Entries shown →
※
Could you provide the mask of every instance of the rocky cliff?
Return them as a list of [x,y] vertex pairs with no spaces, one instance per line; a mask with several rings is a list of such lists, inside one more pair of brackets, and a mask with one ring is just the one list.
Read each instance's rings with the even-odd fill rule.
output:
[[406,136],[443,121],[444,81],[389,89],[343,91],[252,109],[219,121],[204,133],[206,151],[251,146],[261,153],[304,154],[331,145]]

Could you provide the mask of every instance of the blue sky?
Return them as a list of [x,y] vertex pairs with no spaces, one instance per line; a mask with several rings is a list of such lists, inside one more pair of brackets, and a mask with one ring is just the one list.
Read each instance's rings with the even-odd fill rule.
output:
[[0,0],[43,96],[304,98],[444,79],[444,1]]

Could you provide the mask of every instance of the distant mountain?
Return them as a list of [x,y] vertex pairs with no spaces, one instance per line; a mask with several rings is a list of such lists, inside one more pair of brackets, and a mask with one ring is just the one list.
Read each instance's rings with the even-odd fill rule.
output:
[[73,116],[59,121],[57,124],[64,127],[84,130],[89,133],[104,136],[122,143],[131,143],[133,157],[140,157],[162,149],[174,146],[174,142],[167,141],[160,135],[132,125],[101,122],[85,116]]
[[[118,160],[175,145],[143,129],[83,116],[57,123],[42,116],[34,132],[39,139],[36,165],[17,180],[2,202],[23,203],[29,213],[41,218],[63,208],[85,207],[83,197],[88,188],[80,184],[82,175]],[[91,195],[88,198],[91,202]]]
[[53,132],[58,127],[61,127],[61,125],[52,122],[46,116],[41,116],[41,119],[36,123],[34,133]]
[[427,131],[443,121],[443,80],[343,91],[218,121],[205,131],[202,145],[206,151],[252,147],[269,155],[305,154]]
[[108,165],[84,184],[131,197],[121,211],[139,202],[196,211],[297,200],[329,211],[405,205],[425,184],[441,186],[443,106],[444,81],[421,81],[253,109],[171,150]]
※
Your objective → Change every "vertex pairs" in the data to "coordinate pairs" and leave the rest of the data unchanged.

Solved problem →
Could you provide the mask of every instance of the rocky cliff?
Return them as a list of [x,y] coordinate pairs with no spaces, one instance per line; a mask with several rings is a list of such lists, inside one more pair of brackets, and a mask with one ring is just the one list.
Read each instance's rings with the even-odd fill rule.
output:
[[406,136],[443,121],[444,81],[389,89],[343,91],[252,109],[219,121],[204,133],[206,151],[251,146],[261,153],[304,154],[331,145]]

Could you provide the mask of every instance of the blue sky?
Return them as a list of [x,y] coordinate pairs with no spaces, one instance per line; a mask with several rings is a list of such lists, inside one more pair of brackets, and a mask with one ring is just the one list.
Read each instance's rings with the even-odd fill rule.
output:
[[0,0],[43,96],[304,98],[444,79],[444,1]]

Could you provide the mask of every instance of the distant mountain?
Return them as a list of [x,y] coordinate pairs with no spaces, one instance per line; a mask with several rings is a list of such lists, inside one more pair of brackets, and a mask with one ring is just the one list.
Read each instance's rings with the even-odd fill rule.
output:
[[73,116],[59,121],[57,124],[64,127],[84,130],[89,133],[104,136],[122,143],[131,143],[133,157],[140,157],[162,149],[174,146],[174,142],[167,141],[160,135],[132,125],[101,122],[85,116]]
[[[118,160],[175,145],[143,129],[83,116],[57,123],[42,116],[34,132],[39,139],[36,165],[17,180],[2,202],[23,203],[29,213],[41,218],[63,208],[85,207],[83,197],[88,188],[80,184],[82,175]],[[91,195],[88,198],[91,202]]]
[[53,132],[58,127],[61,127],[61,125],[52,122],[46,116],[41,116],[41,119],[36,123],[34,133]]
[[427,131],[443,121],[443,80],[343,91],[218,121],[205,131],[202,145],[206,151],[252,147],[269,155],[305,154]]
[[108,165],[84,184],[131,197],[121,211],[139,202],[196,211],[297,200],[329,211],[405,205],[425,184],[441,186],[443,106],[444,81],[421,81],[253,109],[171,150]]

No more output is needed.